*What is required*. Leaving the pictures aside, restate all of the data exactly.

*Data for processing*.
···

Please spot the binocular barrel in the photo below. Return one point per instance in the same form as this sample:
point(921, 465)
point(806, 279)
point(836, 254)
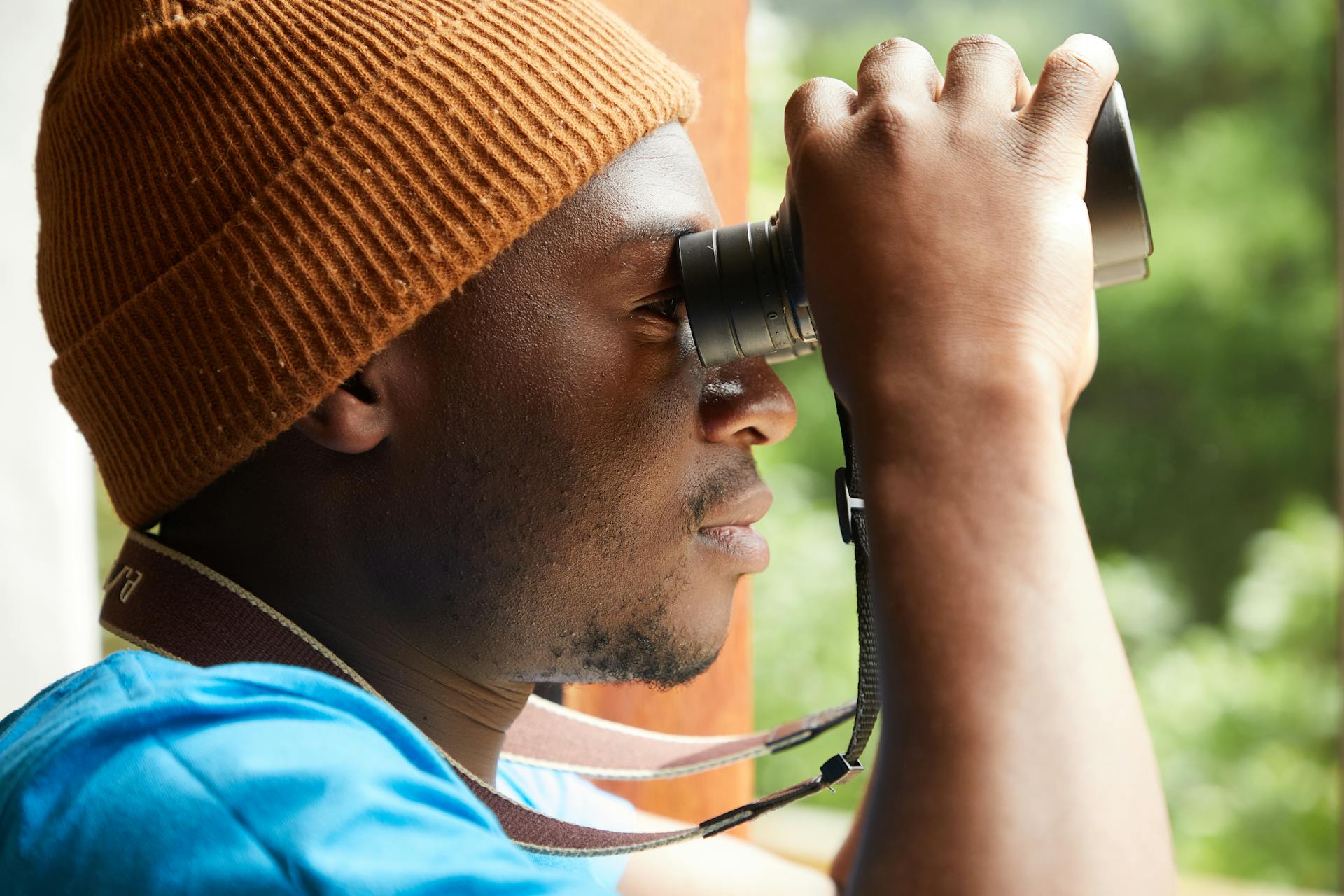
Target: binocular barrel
point(743, 284)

···

*Response to this task*.
Please spot the binocular barrel in the photo below. Return one point per instance in the same form as this sample:
point(921, 465)
point(806, 279)
point(836, 254)
Target: binocular barrel
point(743, 284)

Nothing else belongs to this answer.